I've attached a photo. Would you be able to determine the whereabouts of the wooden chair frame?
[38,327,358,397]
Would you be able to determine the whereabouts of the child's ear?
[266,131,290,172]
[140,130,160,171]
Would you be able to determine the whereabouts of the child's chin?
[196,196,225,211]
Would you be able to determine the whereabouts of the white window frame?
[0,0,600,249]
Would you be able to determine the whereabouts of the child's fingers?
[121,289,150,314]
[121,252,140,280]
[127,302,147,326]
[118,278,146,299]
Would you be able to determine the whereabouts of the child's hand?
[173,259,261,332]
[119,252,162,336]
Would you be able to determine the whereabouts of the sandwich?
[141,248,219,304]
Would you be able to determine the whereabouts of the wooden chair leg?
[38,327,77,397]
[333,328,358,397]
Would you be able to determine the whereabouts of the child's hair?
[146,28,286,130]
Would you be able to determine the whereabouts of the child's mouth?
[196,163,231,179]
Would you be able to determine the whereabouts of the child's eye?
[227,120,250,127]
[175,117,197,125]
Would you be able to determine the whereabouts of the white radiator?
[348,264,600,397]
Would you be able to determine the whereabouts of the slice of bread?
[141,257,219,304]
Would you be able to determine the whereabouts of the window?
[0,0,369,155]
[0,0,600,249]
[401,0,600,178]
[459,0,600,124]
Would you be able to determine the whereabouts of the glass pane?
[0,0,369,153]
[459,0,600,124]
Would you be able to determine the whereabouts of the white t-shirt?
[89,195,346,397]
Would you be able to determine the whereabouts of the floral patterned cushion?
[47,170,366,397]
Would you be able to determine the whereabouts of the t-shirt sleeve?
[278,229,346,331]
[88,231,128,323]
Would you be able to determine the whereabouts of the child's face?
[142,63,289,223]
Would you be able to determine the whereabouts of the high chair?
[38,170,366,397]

------------------------------

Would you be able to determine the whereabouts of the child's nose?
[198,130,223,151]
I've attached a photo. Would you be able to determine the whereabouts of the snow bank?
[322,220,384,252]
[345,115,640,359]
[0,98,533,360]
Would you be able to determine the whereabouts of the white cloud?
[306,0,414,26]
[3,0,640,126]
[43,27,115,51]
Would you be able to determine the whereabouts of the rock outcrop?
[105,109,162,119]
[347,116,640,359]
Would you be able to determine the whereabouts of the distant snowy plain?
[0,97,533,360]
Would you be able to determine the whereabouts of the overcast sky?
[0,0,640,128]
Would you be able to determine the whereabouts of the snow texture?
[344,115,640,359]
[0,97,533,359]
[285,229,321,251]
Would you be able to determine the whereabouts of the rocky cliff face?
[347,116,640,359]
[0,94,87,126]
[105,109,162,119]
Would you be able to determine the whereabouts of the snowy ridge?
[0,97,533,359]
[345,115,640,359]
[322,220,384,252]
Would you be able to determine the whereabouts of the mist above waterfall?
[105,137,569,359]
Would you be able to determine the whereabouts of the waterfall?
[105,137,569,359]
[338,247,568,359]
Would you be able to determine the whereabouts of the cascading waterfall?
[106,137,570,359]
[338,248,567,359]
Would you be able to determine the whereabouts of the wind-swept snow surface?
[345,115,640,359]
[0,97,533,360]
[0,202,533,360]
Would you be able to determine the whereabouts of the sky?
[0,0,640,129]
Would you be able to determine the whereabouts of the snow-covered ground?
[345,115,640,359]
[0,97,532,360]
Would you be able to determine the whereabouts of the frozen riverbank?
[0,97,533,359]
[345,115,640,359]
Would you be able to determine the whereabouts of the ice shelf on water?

------------------------------

Please rewrite the items from the line that has "Would you be able to determine the whereabouts of the sandwich?" through the line that has "[196,163,231,179]", changing every "child's" to "toddler's" and leaving everything else unchanged.

Correct response:
Would you be able to determine the whereabouts of the sandwich?
[141,248,219,304]
Would you be able to determine the whereabouts of the wooden chair leg?
[38,327,77,397]
[333,328,358,397]
Would you be able to determine the whereabouts of the toddler's hair?
[146,28,286,130]
Would you be able to determine the whereabouts of the toddler's mouth?
[196,163,231,179]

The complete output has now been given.